(Items from a labeling collection)
* begin *

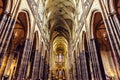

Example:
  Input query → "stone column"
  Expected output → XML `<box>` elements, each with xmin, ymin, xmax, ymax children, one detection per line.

<box><xmin>39</xmin><ymin>56</ymin><xmax>44</xmax><ymax>79</ymax></box>
<box><xmin>88</xmin><ymin>39</ymin><xmax>106</xmax><ymax>80</ymax></box>
<box><xmin>0</xmin><ymin>15</ymin><xmax>15</xmax><ymax>65</ymax></box>
<box><xmin>32</xmin><ymin>50</ymin><xmax>40</xmax><ymax>80</ymax></box>
<box><xmin>80</xmin><ymin>51</ymin><xmax>89</xmax><ymax>80</ymax></box>
<box><xmin>99</xmin><ymin>0</ymin><xmax>120</xmax><ymax>77</ymax></box>
<box><xmin>17</xmin><ymin>39</ymin><xmax>30</xmax><ymax>80</ymax></box>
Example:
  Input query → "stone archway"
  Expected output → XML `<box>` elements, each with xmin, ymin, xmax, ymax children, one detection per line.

<box><xmin>93</xmin><ymin>12</ymin><xmax>119</xmax><ymax>80</ymax></box>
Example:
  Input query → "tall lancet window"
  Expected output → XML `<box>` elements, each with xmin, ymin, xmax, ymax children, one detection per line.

<box><xmin>56</xmin><ymin>53</ymin><xmax>64</xmax><ymax>63</ymax></box>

* end *

**Goal**
Change "stone" to "marble" throughout the listing above, keeping every other line the same, and leave the pictures out of your answer.

**Exercise output**
Example:
  Input query → "marble column"
  Expected output → XML `<box>` elements, each with xmin, ymin, xmax, ymax children, one detection per line.

<box><xmin>39</xmin><ymin>56</ymin><xmax>44</xmax><ymax>79</ymax></box>
<box><xmin>88</xmin><ymin>39</ymin><xmax>106</xmax><ymax>80</ymax></box>
<box><xmin>0</xmin><ymin>15</ymin><xmax>15</xmax><ymax>65</ymax></box>
<box><xmin>32</xmin><ymin>50</ymin><xmax>40</xmax><ymax>80</ymax></box>
<box><xmin>80</xmin><ymin>51</ymin><xmax>89</xmax><ymax>80</ymax></box>
<box><xmin>99</xmin><ymin>0</ymin><xmax>120</xmax><ymax>77</ymax></box>
<box><xmin>17</xmin><ymin>39</ymin><xmax>30</xmax><ymax>80</ymax></box>
Example:
  Input query → "marble archway"
  Expected output → XML `<box>` elements, each with xmin, ymin, xmax, ymax children, one detection per line.

<box><xmin>93</xmin><ymin>12</ymin><xmax>119</xmax><ymax>80</ymax></box>
Example:
  Input query → "tall lancet window"
  Expected output → XML `<box>` elements, each with xmin, ymin, xmax, ymax children, one detection per line.

<box><xmin>56</xmin><ymin>53</ymin><xmax>64</xmax><ymax>63</ymax></box>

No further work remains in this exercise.